■ Given problem ■
Count the rows below that contain the string "head", and give only the number.

start Input for this task

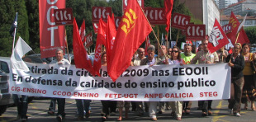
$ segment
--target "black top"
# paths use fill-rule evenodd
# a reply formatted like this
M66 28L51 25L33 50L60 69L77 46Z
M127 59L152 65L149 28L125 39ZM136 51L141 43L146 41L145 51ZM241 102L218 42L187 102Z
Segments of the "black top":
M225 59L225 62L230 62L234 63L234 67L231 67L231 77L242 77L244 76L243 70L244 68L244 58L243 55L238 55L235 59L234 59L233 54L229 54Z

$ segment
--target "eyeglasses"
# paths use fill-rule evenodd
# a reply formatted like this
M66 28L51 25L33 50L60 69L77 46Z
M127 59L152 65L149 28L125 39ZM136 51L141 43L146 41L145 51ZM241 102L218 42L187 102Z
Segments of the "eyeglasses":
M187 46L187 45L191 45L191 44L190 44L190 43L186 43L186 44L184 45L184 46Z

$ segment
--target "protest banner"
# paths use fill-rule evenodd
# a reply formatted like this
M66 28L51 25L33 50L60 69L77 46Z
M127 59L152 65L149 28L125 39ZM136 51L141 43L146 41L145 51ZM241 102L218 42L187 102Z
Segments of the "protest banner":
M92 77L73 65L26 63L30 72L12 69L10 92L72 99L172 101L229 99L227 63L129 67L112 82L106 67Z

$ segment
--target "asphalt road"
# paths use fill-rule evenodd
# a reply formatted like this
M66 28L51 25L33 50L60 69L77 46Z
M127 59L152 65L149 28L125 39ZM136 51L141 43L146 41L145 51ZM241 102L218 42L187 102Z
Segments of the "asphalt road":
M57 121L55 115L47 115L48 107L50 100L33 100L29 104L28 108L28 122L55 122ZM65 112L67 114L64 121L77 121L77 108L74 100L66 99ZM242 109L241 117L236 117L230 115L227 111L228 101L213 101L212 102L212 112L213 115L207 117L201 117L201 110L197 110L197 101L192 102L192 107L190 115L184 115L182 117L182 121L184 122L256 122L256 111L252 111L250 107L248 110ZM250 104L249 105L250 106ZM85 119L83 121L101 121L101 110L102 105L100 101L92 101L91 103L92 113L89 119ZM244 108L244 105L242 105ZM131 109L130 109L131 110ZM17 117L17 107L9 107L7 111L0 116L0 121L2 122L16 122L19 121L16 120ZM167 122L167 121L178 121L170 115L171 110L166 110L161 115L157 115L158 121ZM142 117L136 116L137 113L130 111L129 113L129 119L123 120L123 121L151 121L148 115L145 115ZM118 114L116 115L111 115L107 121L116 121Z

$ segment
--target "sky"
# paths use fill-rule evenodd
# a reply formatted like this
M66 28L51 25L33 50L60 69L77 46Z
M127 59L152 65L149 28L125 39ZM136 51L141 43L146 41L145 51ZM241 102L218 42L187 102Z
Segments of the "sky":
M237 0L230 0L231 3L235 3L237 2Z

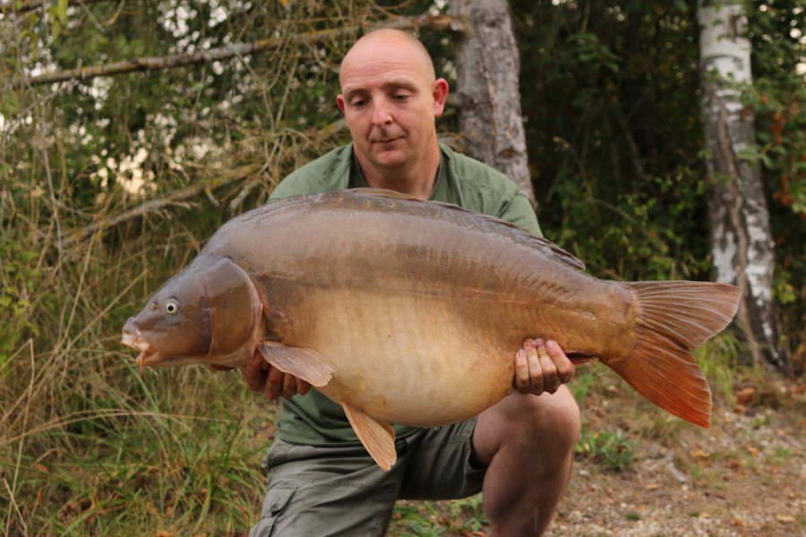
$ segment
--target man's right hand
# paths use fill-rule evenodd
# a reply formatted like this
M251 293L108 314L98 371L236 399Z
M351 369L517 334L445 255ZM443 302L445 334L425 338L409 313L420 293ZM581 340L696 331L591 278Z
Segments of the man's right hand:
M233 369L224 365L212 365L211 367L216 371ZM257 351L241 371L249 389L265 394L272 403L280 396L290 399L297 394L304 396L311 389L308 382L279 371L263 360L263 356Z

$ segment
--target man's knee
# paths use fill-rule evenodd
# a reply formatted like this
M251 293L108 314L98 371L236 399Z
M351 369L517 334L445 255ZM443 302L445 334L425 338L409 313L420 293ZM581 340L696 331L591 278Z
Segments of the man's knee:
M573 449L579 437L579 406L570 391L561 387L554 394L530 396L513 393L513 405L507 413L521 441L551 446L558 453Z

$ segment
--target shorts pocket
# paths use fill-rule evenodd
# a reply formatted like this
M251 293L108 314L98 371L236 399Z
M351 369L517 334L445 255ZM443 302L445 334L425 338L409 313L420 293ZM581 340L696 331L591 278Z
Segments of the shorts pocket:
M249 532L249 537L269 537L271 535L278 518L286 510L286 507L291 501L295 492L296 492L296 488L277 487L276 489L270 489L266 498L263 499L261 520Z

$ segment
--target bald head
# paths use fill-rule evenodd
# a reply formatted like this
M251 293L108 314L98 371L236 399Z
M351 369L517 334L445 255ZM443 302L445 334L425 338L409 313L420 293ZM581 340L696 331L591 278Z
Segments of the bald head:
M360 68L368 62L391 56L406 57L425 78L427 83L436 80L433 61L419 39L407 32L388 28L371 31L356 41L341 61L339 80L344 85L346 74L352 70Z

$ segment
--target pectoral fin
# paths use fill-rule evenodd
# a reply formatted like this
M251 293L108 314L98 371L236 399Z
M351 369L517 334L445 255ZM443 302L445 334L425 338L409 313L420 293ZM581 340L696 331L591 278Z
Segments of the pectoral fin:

end Input for this task

■ Reply to the exercise ■
2